Rewrite all of the lines below, requests included, and shift every x and y coordinate in the answers by -17. Leave the pictures out of your answer.
[start of Exercise material]
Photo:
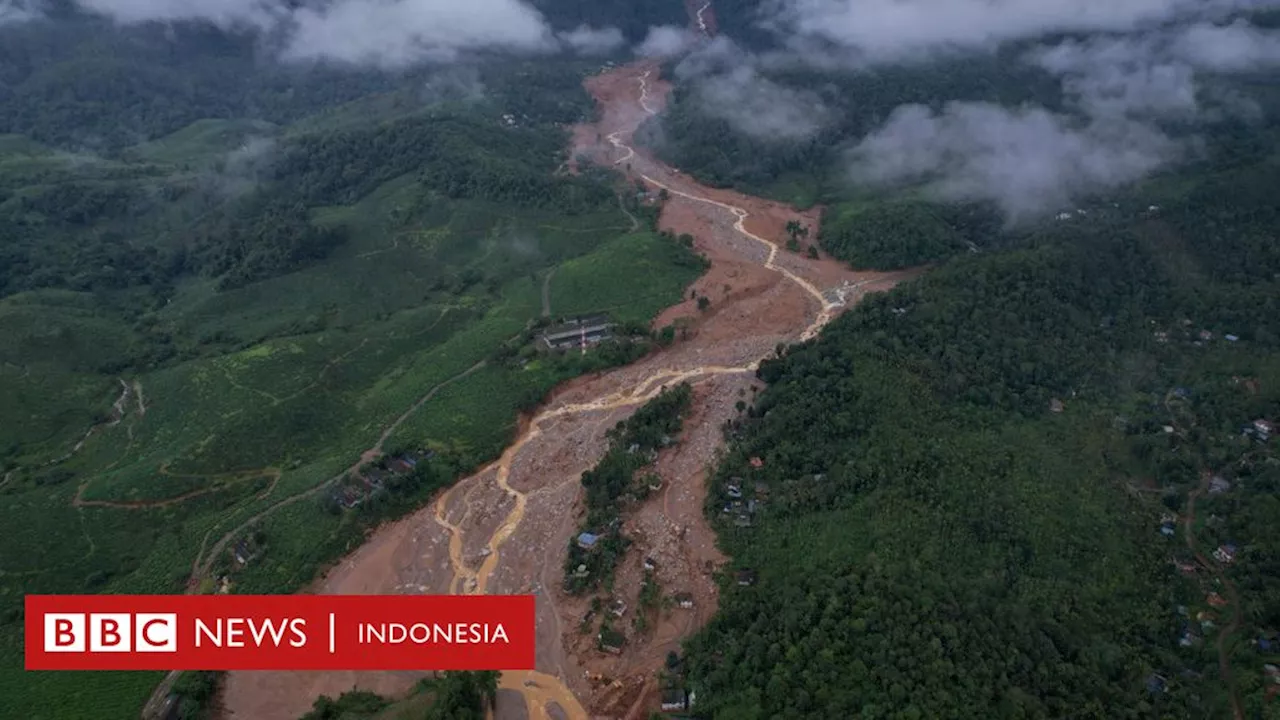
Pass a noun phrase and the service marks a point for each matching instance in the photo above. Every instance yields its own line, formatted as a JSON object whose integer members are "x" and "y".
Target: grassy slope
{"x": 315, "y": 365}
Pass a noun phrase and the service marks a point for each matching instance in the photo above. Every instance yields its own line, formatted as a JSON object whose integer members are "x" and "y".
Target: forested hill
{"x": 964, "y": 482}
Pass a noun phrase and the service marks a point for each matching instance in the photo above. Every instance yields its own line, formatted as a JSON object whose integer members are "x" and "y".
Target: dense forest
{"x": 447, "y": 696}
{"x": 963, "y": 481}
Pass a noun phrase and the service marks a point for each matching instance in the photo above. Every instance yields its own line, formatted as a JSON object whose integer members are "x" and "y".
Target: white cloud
[end of Exercise material]
• Response:
Photo:
Pass a noun phrase and the service marks a point for each matching instance in the photo above. Every instance yields its own line, formatted as a JSON object whose integer members are "x" and "y".
Target: grassy slope
{"x": 298, "y": 348}
Pass a noun phrase and the service marks a point for each matching instance in the photo above. Every instance yields its own line, formatted as a JSON object whose integer members are "x" and "y".
Target: forested hill
{"x": 947, "y": 465}
Pass a noun phrase and the service marks a point for each matching instance in the photo above. Every instance yields its own line, formatted as a JSON object whose integer members are "x" and "y".
Target: dense forest
{"x": 430, "y": 679}
{"x": 946, "y": 464}
Pass a noun phrase and the service marks a point for each matching instance in the photo above. Every instance yields its own line, formatted as a JSON object whose integer members are "x" and "y".
Target: white cloud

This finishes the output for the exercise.